(Extracted data entries)

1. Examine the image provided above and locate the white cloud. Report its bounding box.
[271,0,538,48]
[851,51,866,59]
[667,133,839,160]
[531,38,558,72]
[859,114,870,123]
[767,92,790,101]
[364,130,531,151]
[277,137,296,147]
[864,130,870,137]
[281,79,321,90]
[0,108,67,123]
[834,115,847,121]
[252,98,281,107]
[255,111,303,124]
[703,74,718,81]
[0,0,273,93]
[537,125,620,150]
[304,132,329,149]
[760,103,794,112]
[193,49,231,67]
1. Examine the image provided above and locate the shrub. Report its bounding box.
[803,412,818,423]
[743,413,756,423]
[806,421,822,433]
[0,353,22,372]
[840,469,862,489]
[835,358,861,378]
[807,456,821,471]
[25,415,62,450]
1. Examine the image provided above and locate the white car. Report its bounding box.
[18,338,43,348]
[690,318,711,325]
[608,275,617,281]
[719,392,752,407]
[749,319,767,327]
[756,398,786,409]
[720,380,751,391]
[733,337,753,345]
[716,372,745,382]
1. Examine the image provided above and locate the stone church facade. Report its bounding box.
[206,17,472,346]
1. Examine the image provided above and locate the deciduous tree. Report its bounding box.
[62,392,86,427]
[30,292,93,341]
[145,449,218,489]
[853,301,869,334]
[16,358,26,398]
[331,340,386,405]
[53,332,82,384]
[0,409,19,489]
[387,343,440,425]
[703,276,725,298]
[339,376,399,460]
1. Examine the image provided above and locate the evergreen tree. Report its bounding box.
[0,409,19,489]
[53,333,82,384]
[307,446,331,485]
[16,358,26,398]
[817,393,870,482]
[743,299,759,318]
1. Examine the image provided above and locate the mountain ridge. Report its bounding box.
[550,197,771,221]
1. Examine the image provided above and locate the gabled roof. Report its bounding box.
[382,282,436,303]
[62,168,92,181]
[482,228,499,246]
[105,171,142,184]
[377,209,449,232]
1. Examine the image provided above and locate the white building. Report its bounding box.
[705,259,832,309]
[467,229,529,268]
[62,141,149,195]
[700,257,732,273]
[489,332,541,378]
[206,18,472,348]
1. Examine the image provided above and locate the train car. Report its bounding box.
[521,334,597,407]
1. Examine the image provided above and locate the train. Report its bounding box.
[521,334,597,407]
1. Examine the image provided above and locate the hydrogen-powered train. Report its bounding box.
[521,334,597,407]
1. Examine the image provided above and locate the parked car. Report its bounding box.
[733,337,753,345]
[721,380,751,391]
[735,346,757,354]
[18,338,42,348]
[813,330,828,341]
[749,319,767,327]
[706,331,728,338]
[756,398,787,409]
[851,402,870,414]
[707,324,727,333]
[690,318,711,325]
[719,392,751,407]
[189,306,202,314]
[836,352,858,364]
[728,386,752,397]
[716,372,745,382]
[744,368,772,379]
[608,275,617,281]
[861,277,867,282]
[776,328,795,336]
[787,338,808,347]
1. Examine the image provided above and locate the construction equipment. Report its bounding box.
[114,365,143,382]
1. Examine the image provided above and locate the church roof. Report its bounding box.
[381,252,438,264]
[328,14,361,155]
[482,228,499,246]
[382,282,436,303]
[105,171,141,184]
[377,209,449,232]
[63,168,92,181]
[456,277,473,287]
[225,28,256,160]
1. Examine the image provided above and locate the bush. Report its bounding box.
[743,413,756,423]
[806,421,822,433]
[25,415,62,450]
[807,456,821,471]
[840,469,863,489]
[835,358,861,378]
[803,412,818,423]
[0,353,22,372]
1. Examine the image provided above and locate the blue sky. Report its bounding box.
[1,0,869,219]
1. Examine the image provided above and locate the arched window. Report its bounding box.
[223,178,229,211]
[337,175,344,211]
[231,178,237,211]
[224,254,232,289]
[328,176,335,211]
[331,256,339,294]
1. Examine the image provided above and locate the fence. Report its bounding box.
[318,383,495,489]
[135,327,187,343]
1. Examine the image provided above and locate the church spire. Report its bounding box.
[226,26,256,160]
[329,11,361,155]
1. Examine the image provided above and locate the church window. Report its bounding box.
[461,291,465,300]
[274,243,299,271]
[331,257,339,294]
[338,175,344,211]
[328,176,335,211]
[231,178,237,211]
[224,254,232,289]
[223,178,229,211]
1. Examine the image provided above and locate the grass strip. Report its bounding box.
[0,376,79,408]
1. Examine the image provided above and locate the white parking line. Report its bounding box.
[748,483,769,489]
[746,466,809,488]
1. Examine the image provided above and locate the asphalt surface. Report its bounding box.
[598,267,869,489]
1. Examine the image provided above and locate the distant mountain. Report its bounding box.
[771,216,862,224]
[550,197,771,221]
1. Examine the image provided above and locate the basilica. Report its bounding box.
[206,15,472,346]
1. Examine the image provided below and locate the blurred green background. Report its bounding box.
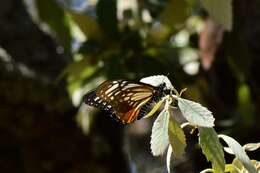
[0,0,259,172]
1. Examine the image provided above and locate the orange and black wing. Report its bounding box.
[83,80,156,123]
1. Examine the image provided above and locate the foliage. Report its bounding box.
[22,0,260,172]
[145,76,258,173]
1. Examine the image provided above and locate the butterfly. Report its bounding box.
[83,79,171,124]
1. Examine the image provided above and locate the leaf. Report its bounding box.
[224,164,237,173]
[160,0,189,27]
[243,142,260,152]
[151,109,170,156]
[65,57,97,82]
[168,114,186,158]
[166,145,173,173]
[231,158,245,173]
[201,0,233,31]
[231,159,260,173]
[36,0,72,52]
[96,0,118,39]
[199,127,225,173]
[144,98,165,118]
[224,147,235,155]
[69,10,103,40]
[200,168,214,173]
[178,98,215,127]
[251,160,260,172]
[140,75,174,89]
[219,134,257,173]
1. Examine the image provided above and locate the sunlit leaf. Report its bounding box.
[64,56,101,105]
[231,159,260,173]
[144,98,165,118]
[224,147,235,155]
[166,145,173,173]
[151,109,170,156]
[200,168,214,173]
[76,105,96,134]
[224,164,237,173]
[201,0,233,31]
[65,57,98,82]
[251,160,260,172]
[178,98,215,127]
[231,158,245,173]
[160,0,189,27]
[168,114,186,158]
[219,134,257,173]
[69,10,103,40]
[36,0,72,52]
[243,142,260,152]
[147,23,171,43]
[199,127,225,173]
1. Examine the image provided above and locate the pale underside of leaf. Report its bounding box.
[243,142,260,152]
[219,134,257,173]
[166,145,173,173]
[178,98,215,127]
[150,109,170,156]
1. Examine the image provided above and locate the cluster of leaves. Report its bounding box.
[147,76,259,173]
[33,0,234,106]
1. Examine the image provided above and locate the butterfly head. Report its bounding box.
[157,82,166,91]
[152,82,169,102]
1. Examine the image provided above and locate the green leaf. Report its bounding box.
[36,0,72,52]
[231,158,245,173]
[144,98,165,118]
[199,127,225,173]
[65,57,97,82]
[68,10,103,40]
[168,114,186,158]
[201,0,233,31]
[219,134,257,173]
[160,0,189,27]
[150,109,170,156]
[178,98,215,127]
[97,0,118,39]
[224,164,237,173]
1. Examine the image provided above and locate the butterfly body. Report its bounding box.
[83,80,170,124]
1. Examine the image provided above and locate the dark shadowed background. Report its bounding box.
[0,0,259,172]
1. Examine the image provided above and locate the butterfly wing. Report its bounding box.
[84,80,155,123]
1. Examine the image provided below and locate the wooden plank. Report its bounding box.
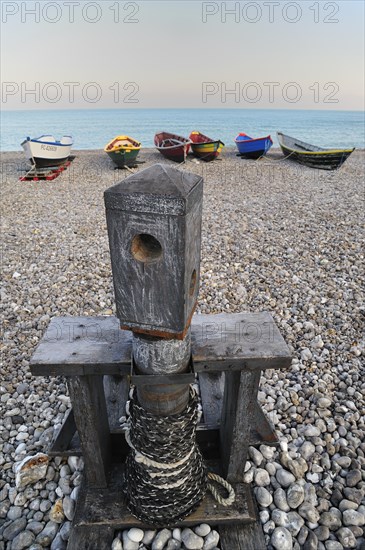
[67,525,115,550]
[198,372,224,427]
[220,370,261,483]
[67,376,111,488]
[191,312,292,371]
[103,375,129,430]
[251,403,278,447]
[30,316,132,376]
[48,409,77,456]
[219,520,267,550]
[73,477,256,529]
[29,313,290,376]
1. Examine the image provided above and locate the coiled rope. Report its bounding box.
[123,386,235,526]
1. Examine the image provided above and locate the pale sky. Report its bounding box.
[1,0,364,110]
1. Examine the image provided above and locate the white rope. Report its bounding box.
[207,472,235,506]
[125,427,195,470]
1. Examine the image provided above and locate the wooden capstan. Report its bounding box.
[30,164,291,549]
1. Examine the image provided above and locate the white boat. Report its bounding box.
[21,135,73,168]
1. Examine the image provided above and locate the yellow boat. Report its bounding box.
[104,135,141,168]
[189,131,224,162]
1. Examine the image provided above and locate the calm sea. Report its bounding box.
[1,108,364,151]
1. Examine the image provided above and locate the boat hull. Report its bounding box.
[189,132,224,162]
[277,132,355,170]
[154,132,191,163]
[21,137,73,168]
[235,134,273,159]
[106,149,140,167]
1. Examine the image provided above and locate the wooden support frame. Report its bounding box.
[29,312,291,549]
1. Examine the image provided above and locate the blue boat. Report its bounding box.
[235,133,273,159]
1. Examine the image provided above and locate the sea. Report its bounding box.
[1,108,364,151]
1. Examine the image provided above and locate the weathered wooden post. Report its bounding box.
[29,162,292,549]
[104,163,202,418]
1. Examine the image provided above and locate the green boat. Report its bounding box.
[104,135,141,167]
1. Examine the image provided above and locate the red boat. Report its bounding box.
[154,131,191,163]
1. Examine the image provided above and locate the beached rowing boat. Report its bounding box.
[154,132,191,163]
[189,131,224,162]
[104,135,141,168]
[277,132,355,170]
[21,135,73,168]
[235,133,273,159]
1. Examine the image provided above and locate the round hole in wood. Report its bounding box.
[131,233,162,263]
[189,269,197,296]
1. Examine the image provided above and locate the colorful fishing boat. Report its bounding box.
[189,131,224,162]
[21,135,73,168]
[277,132,355,170]
[104,135,141,168]
[154,132,191,163]
[235,133,273,159]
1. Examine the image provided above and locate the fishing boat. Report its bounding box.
[189,131,224,162]
[104,135,141,168]
[235,133,273,159]
[277,132,355,170]
[21,135,73,168]
[154,132,191,163]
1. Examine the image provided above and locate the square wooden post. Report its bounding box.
[220,369,261,483]
[67,375,111,488]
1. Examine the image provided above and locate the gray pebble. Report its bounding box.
[298,502,320,524]
[7,506,23,521]
[194,524,211,537]
[3,517,27,540]
[142,530,157,545]
[152,529,172,550]
[255,468,270,486]
[302,530,318,550]
[336,527,357,548]
[203,530,219,550]
[111,538,123,550]
[276,469,296,488]
[181,528,203,550]
[35,521,59,546]
[274,488,290,511]
[256,486,273,508]
[287,483,305,509]
[50,532,67,550]
[62,496,75,521]
[122,530,139,550]
[271,526,293,550]
[26,521,44,535]
[342,508,365,526]
[11,530,35,550]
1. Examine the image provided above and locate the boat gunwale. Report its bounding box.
[277,132,355,156]
[235,134,272,144]
[104,135,141,153]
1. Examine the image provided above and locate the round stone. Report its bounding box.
[271,527,293,550]
[194,524,211,537]
[276,469,296,488]
[181,528,204,550]
[128,528,144,543]
[254,468,270,487]
[256,487,273,508]
[336,527,357,548]
[287,483,305,509]
[202,530,219,550]
[274,488,290,512]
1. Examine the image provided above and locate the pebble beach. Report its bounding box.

» TASK OBJECTIVE: Each line from the one with "1. Examine the image provided above and locate the boat gunwale." through the end of the records above should be written out exactly. No other line should appear.

» TASK SOLUTION:
1. Examine the image provided above and locate the boat gunwale. Report its bounding box.
[277,132,355,156]
[235,134,272,144]
[104,135,141,153]
1. Examine the image provided above and locate the round stone. Report its bounding box.
[271,527,293,550]
[194,524,211,537]
[276,469,296,488]
[181,528,204,550]
[128,528,144,543]
[254,468,270,487]
[256,487,273,508]
[336,527,357,548]
[287,483,305,509]
[202,530,219,550]
[274,488,290,512]
1. Examine the image provided above and locate the pebble beach. Report its bounding box.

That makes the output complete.